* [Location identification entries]
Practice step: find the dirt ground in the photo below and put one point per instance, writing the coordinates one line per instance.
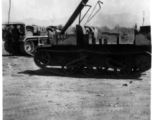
(33, 94)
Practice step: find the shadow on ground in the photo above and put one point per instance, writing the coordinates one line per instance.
(15, 56)
(60, 73)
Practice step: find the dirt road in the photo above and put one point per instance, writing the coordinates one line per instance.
(33, 94)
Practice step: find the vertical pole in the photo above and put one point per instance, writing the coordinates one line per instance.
(143, 18)
(9, 11)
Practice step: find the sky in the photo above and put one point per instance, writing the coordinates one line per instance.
(57, 9)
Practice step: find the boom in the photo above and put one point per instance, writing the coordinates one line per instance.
(74, 15)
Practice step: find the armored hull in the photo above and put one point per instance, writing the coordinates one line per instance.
(123, 59)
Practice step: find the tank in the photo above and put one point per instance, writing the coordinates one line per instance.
(90, 49)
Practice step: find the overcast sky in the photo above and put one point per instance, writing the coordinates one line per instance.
(48, 9)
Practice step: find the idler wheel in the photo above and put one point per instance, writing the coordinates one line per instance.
(68, 67)
(124, 70)
(90, 68)
(42, 59)
(143, 62)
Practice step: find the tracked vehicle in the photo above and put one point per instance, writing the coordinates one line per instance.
(125, 52)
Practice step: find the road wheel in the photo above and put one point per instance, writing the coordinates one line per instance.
(42, 59)
(124, 70)
(90, 68)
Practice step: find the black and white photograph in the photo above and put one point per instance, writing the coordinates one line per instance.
(76, 59)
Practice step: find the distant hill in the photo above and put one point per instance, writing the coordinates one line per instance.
(109, 20)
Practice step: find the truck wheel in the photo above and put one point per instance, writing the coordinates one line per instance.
(27, 47)
(8, 47)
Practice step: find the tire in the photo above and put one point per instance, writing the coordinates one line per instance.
(27, 47)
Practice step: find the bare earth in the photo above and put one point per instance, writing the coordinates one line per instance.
(33, 94)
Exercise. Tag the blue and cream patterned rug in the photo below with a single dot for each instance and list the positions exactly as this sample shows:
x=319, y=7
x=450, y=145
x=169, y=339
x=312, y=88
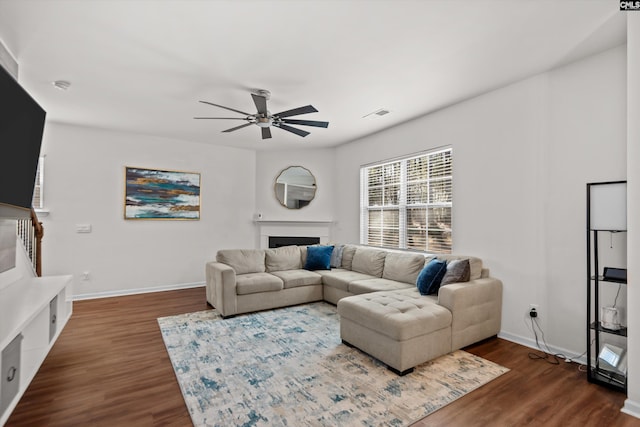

* [What is needed]
Rewrite the listing above with every "put one point per instance" changed to "place one dot per instance" and nothing else altered. Leave out the pictures.

* [Reply to the task]
Practice step: find the dirt ground in the photo below and place one dot per instance, writing the coordinates one line per instance.
(33, 94)
Practice step: find the shadow on ground in the photo above and place one dot per instance, writing the coordinates one line per instance.
(15, 56)
(60, 73)
Practice step: find the dirt road in the photo above and place one dot per instance, writing the coordinates one line per instance.
(33, 94)
Practice step: find the vertical pole in the photo above and place one dot per instance, writing the coordinates one line per instance.
(143, 18)
(9, 11)
Practice step: find the sky in the photo above and place one dot per instance, writing the coordinates one line per instance.
(57, 9)
Practice step: find the boom in the photo above and place one dot per instance, writing the coordinates one line per instance.
(74, 15)
Practice step: find the armored hull in the photo above and place one dot per instance, writing the coordinates one line per instance.
(123, 59)
Practice step: find the tank in the photo above and place one dot per instance, writing the coordinates one line per instance.
(90, 49)
Practice step: find the overcast sky in the photo above and place one dot per instance, writing the coordinates one line per instance.
(48, 9)
Practice step: find the idler wheel in the photo above and place one dot per instance, writing the coordinates one line per instance.
(68, 67)
(124, 70)
(90, 68)
(42, 59)
(143, 62)
Practice step: find the tracked vehicle in the photo above and place one dot per instance, writing the coordinates one line per instance.
(125, 52)
Practice step: find the road wheel in the photo above and place one dot per instance, writing the coordinates one line per instance.
(42, 59)
(124, 70)
(90, 68)
Practice step: find the black and white photograph in the photo above and place one dot per instance, writing the coordinates one line per instance.
(76, 59)
Practice step: find the distant hill in the photo above and place one dot per instance, writing the coordinates one line per instance.
(109, 20)
Practice step: find the truck wheel in the photo above and place one dot per instance, writing the coordinates one line per instance.
(27, 47)
(8, 47)
Practice step: find the tire in the photo above and place one dot per instance, writing the coordinates one line per instance.
(27, 47)
Practice step: find the bare earth in the photo above and place one dot per instance, writing the coordinates one line per instance.
(33, 94)
Exercise. Tag the blue and cream patterned rug in the photo below with a single dot for each instance and list the positions exactly as this sample shows:
x=319, y=7
x=450, y=145
x=169, y=339
x=312, y=88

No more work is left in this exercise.